(Point labeling examples)
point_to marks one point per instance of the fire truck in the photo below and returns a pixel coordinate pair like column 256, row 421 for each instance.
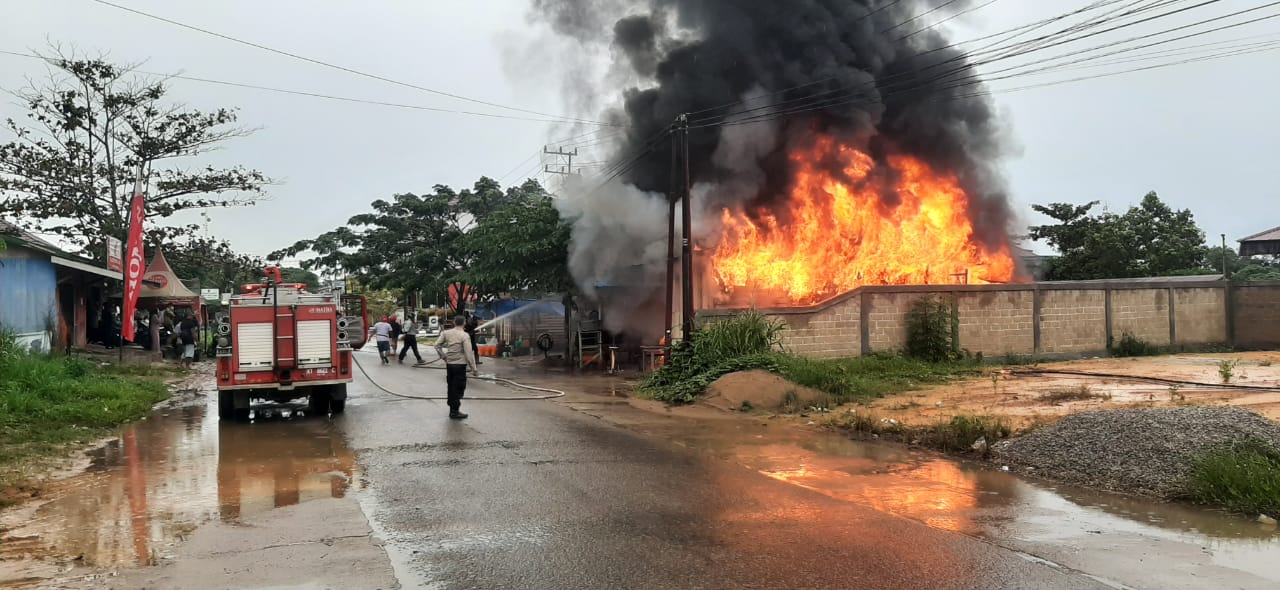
column 278, row 343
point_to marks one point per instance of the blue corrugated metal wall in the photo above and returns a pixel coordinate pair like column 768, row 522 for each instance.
column 28, row 295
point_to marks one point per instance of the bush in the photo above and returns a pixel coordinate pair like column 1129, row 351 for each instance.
column 737, row 343
column 931, row 330
column 1132, row 346
column 750, row 341
column 1243, row 479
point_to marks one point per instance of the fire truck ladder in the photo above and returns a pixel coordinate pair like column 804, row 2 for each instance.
column 284, row 333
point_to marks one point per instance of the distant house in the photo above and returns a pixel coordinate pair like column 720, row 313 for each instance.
column 1033, row 264
column 49, row 298
column 1266, row 243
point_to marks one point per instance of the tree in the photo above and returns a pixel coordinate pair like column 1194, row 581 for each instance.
column 92, row 127
column 521, row 246
column 490, row 239
column 208, row 263
column 1150, row 239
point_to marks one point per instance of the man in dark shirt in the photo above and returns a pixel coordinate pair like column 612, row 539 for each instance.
column 397, row 329
column 187, row 329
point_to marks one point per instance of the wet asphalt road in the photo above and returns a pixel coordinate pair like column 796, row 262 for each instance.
column 536, row 495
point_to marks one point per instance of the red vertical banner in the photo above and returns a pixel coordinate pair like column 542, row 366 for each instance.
column 133, row 264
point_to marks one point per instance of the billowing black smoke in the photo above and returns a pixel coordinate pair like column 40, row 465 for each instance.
column 846, row 68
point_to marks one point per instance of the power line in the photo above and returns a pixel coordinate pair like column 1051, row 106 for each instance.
column 824, row 100
column 327, row 64
column 319, row 95
column 946, row 19
column 918, row 15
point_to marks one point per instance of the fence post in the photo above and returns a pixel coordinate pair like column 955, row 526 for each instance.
column 1106, row 314
column 1036, row 312
column 864, row 328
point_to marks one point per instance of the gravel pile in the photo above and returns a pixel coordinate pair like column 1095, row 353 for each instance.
column 1146, row 451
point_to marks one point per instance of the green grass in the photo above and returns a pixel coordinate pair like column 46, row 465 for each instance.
column 951, row 435
column 860, row 379
column 1243, row 479
column 49, row 402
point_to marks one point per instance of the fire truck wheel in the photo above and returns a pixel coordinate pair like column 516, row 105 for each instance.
column 338, row 398
column 225, row 406
column 319, row 401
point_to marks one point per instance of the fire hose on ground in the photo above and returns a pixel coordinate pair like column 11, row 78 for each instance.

What is needed -> Reproduce, without changes, the part of the rows above that begins with the line containing "point_to marks one point per instance of the billowing" and ends with the line containing "column 49, row 402". Include both of those lines.

The solution ->
point_to marks one point per instance of the billowing black smoke in the photo above and returns a pixel coordinate pair like column 40, row 465 for each instance.
column 846, row 68
point_to marks one point per instance of the power line in the photo above and returns a pixel coordinate pair like column 1051, row 106 for each instance.
column 824, row 100
column 327, row 64
column 319, row 95
column 946, row 19
column 918, row 15
point_to marks one point per instance of the fence post in the photo above and returns a pixel coordinate pair like column 955, row 526 for each instance.
column 1106, row 314
column 1036, row 312
column 864, row 328
point_to marks one point per instance of the gravel pile in the photo above and returns a pixel coordinate pair like column 1095, row 353 for each instance.
column 1146, row 451
point_to marks one point per instance of the green grass in the photo above and returns a pixel coordinate pair like column 46, row 465 for each instance.
column 951, row 435
column 860, row 379
column 1243, row 479
column 49, row 402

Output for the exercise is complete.